- **DATA ROWS**

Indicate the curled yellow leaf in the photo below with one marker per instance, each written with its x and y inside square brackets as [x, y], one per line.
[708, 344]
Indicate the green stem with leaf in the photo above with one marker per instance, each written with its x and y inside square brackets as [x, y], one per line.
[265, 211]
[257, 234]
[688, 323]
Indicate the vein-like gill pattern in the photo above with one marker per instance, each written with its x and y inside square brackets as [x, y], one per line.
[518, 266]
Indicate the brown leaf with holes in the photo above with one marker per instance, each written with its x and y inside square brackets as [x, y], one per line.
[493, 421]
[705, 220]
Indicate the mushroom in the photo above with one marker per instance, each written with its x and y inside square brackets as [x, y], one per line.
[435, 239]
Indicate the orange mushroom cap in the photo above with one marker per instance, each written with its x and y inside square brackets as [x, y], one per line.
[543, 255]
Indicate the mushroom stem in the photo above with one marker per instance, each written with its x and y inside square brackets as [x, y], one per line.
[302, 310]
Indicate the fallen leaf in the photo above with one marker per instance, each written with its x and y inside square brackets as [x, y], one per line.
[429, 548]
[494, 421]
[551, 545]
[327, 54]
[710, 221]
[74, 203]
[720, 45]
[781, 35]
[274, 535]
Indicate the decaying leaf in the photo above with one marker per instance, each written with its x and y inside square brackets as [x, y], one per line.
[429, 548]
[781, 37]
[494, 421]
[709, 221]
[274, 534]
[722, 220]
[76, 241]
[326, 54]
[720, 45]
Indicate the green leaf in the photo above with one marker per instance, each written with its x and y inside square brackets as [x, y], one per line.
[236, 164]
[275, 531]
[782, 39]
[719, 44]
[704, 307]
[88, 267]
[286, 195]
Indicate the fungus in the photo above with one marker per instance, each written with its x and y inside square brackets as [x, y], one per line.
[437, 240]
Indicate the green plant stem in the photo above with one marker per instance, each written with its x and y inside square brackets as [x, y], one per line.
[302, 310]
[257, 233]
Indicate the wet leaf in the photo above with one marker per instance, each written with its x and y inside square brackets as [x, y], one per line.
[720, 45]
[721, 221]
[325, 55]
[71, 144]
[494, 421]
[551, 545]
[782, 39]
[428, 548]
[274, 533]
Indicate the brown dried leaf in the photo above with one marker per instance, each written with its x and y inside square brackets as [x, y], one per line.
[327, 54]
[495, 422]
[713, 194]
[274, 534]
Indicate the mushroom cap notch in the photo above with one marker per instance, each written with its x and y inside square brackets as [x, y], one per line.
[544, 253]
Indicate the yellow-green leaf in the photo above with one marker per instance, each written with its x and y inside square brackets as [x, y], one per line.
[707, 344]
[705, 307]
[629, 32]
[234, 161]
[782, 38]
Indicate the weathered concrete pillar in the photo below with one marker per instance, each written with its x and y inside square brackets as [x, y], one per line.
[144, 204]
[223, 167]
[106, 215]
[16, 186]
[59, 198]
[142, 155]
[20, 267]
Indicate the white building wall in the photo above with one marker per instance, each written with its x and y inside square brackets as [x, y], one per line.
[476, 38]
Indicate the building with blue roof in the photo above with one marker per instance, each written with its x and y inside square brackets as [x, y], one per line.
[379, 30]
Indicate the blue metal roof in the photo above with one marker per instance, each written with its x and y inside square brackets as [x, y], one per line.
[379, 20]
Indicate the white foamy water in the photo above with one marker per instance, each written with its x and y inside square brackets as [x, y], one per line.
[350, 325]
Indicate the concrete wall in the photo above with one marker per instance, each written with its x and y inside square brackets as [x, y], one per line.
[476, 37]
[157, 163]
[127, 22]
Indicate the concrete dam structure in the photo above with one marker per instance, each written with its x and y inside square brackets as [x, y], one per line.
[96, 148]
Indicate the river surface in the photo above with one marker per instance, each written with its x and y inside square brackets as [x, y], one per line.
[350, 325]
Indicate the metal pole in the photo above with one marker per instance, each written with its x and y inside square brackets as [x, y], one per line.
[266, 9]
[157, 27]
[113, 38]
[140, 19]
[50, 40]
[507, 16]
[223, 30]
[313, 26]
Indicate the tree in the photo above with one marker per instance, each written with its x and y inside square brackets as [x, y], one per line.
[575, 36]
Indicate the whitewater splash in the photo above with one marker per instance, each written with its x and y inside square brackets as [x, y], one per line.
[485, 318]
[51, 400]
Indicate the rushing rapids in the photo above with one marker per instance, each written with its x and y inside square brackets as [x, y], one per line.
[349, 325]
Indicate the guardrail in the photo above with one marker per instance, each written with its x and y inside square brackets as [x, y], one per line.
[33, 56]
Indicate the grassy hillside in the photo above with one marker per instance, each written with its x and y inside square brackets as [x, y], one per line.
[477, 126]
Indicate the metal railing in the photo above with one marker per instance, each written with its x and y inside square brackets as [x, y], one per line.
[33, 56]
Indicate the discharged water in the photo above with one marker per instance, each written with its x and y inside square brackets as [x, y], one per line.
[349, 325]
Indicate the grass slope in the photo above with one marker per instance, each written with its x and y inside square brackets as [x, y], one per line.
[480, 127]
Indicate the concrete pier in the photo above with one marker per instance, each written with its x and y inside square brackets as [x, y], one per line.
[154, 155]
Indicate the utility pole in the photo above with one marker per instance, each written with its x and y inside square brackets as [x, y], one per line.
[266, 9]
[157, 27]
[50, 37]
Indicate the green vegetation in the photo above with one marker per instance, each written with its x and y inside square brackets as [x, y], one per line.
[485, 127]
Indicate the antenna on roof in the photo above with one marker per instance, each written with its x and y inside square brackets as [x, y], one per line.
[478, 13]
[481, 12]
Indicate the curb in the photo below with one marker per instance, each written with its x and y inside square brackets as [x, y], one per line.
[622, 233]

- **EXERCISE DETAILS**
Reproduce word for word the lines of the listing from the line containing "Indicate the antenna" through the end of the listing, including both ends.

- **RESPONSE TO THE EXERCISE**
Indicate the antenna on roof in the photo above with one marker per instance, each written with its x and y inside square brackets as [x, y], one per line.
[478, 13]
[481, 12]
Indicate the curb in the photo below with one marker per instance, each written with its x and y inside square brackets as [x, y], one per line.
[622, 233]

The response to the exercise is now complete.